● **Your instructions**:
The records that follow need to be output exactly as they are.

● **Data supplied**:
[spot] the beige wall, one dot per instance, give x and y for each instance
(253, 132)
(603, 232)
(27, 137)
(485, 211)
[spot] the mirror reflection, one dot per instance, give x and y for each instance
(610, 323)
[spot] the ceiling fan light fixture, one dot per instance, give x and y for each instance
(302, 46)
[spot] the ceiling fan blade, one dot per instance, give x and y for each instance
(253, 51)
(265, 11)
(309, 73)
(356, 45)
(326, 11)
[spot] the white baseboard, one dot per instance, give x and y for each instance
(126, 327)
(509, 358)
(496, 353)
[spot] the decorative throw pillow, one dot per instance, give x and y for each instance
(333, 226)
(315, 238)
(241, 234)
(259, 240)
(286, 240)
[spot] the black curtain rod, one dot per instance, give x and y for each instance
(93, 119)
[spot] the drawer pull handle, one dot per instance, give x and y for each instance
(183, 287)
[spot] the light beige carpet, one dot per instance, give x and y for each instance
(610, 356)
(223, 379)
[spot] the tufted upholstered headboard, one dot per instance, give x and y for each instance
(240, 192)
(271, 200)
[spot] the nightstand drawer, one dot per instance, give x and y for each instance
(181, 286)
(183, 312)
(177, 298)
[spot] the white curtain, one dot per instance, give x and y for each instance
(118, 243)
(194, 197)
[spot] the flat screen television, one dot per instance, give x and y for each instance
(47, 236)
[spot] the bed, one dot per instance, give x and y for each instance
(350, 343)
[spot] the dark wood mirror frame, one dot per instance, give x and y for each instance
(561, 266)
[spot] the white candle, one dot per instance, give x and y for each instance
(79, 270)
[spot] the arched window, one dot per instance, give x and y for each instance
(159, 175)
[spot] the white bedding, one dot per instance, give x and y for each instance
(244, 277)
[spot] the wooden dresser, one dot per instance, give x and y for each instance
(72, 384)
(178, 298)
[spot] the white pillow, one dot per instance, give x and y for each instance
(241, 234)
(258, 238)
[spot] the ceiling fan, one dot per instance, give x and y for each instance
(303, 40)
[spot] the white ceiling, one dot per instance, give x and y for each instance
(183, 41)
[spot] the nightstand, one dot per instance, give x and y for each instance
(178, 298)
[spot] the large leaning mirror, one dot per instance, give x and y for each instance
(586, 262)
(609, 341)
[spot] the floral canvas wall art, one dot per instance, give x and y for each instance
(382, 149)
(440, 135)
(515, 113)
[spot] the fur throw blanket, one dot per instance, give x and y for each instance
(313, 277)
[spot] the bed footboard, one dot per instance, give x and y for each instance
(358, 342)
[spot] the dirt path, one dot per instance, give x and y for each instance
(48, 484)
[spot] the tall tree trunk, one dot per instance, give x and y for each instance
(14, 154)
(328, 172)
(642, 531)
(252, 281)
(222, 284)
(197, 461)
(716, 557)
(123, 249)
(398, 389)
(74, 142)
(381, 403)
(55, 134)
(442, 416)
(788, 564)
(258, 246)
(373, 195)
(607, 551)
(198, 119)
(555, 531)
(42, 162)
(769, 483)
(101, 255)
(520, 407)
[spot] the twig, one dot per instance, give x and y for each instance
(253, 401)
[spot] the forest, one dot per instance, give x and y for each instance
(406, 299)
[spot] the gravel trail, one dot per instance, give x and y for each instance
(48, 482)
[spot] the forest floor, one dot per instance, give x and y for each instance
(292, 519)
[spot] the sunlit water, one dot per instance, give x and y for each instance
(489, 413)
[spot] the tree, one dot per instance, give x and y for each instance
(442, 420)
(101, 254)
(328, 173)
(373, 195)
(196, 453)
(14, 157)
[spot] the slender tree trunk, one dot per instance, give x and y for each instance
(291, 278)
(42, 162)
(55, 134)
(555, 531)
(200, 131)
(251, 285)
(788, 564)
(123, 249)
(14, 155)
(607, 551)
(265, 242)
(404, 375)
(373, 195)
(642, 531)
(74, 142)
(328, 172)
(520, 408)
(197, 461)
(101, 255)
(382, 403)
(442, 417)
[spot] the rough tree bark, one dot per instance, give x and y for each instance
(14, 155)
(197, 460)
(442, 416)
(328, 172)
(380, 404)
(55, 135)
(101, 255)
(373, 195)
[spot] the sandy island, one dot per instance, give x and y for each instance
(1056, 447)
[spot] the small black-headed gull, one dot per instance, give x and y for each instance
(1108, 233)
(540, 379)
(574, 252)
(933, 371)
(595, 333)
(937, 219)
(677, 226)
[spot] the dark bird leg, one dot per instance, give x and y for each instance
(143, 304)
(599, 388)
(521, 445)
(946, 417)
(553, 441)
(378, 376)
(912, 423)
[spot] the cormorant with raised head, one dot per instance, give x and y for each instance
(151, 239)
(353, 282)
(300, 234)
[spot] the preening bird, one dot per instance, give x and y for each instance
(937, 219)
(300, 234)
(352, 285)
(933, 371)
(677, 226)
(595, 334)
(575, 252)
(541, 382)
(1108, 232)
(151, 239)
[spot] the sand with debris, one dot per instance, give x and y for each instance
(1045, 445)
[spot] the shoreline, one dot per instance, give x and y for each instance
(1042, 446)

● **Finished exercise**:
[spot] the beige wall, one dot per instance, give x and y for each instance
(253, 132)
(603, 232)
(27, 137)
(485, 211)
[spot] the mirror reflection, one dot per instance, give x and y for each instance
(610, 323)
[spot] the ceiling fan light fixture, one dot per instance, give x and y for each instance
(302, 46)
[spot] the ceiling fan blade, one dot per instance, give x and y for each instance
(253, 51)
(265, 11)
(309, 73)
(356, 45)
(326, 11)
[spot] the white baseboard, one dot per instance, give x and y for each instance
(126, 327)
(509, 358)
(496, 353)
[spot] the decorative throw pillow, one dot per instance, give x and y for each instance
(333, 226)
(315, 238)
(241, 234)
(259, 240)
(286, 240)
[spot] the black curtain rod, one dot per instance, give x and y for each instance
(93, 119)
[spot] the drawer pull handle, one dot per instance, give x and y for each instance
(183, 287)
[spot] the light beige carpet, one dot per instance, give x and y for each instance
(610, 356)
(223, 379)
[spot] the tufted upholstered headboard, one dot per instance, give x and y for each instance
(240, 192)
(271, 200)
[spot] the nightstand drawer, one dot per instance, give x and y for each instance
(181, 286)
(183, 312)
(177, 298)
[spot] the white curtain, one dot per instance, give x and y for each instance
(118, 243)
(194, 197)
[spot] the flat screen television, one dot per instance, give x and y for each instance
(47, 236)
[spot] the bed, one dot per instance, give x and y for each instance
(350, 343)
[spot] the dark wood mirror frame, one dot per instance, give x and y for each instance
(561, 266)
[spot] the white candle, one dot per instance, give x and y for each instance
(79, 270)
[spot] the arched window, one dot per instance, give x and y for each instance
(159, 175)
[spot] the white bedding, one dot per instance, give x and y for each instance
(244, 277)
[spot] the wooden dresser, one dot per instance, give x and y for each instance
(72, 384)
(178, 298)
[spot] the white pillow, one dot per instance, give x and y for each instance
(241, 234)
(258, 238)
[spot] the ceiling fan, one dot per instance, give x and y for each instance
(303, 40)
[spot] the white ceiling, one dot per instance, give x and y for each instance
(183, 41)
[spot] the nightstand, one dot per instance, give x and y for each instance
(178, 298)
[spot] the large leaning mirror, one dot per instance, give x and y for each instance
(586, 262)
(609, 341)
[spot] the floral canvas wall art, one dot per instance, give x and y for each instance
(382, 149)
(440, 135)
(515, 113)
[spot] the fur throw blanket, one dot per instance, give x and y for each instance
(313, 277)
[spot] the bed footboard, one dot per instance, give x and y for each instance
(358, 342)
[spot] the dirt path, one dot per instance, give x and y for each instance
(48, 484)
[spot] the tall tree trunk, one dot per instance, give x and y for each instance
(14, 154)
(328, 172)
(642, 531)
(252, 281)
(222, 284)
(197, 461)
(716, 557)
(123, 249)
(398, 389)
(74, 142)
(381, 403)
(55, 134)
(442, 416)
(788, 564)
(258, 246)
(373, 195)
(607, 551)
(198, 119)
(555, 531)
(42, 162)
(769, 483)
(101, 255)
(520, 407)
[spot] the twig, one dot per instance, give x and y for each instance
(253, 401)
[spot] the forest, one dot per instance, give x and y for each instance
(406, 299)
[spot] the gravel trail, one dot per instance, give x and y for each instance
(48, 482)
[spot] the forest floor, one dot per instance, give x and y for each instance
(292, 519)
[spot] the sunlit water, one dot per instance, give x and y for each instance
(489, 413)
[spot] the tree, one dot per instance, give x and y for each instance
(442, 420)
(101, 254)
(328, 173)
(373, 195)
(196, 453)
(14, 157)
[spot] the slender tree trunk, one dot per instance, give x and y for each instance
(291, 278)
(42, 162)
(55, 134)
(555, 531)
(200, 131)
(251, 285)
(788, 564)
(123, 249)
(14, 155)
(607, 551)
(265, 242)
(404, 375)
(373, 195)
(642, 531)
(74, 142)
(328, 172)
(520, 408)
(197, 461)
(101, 255)
(382, 403)
(442, 417)
[spot] the rough tree bark, one dot per instance, give x and y for each instance
(14, 155)
(197, 460)
(442, 416)
(328, 172)
(380, 404)
(55, 135)
(101, 255)
(373, 195)
[spot] the sandy island, one dot per instance, give x and y for each instance
(1056, 447)
[spot] the small black-headed gull, one dot per instance, give x and y for each instance
(1108, 233)
(540, 379)
(574, 252)
(933, 371)
(595, 333)
(937, 219)
(677, 226)
[spot] the dark bird leg, one dot per instance, give x and y for each instance
(143, 304)
(599, 388)
(521, 445)
(946, 417)
(553, 441)
(378, 376)
(912, 423)
[spot] the cormorant with raised head, one dot per instance, give x and y for each instance
(151, 239)
(353, 282)
(300, 234)
[spot] the preening bird, one dot per instance, give x and y for each instance
(937, 219)
(300, 234)
(352, 285)
(933, 371)
(677, 226)
(595, 334)
(575, 252)
(541, 382)
(1108, 232)
(151, 239)
[spot] the sand with debris, one dot per instance, give x and y for each instance
(1045, 445)
[spot] the shoreline, one dot per instance, give x and y for each instance
(1042, 446)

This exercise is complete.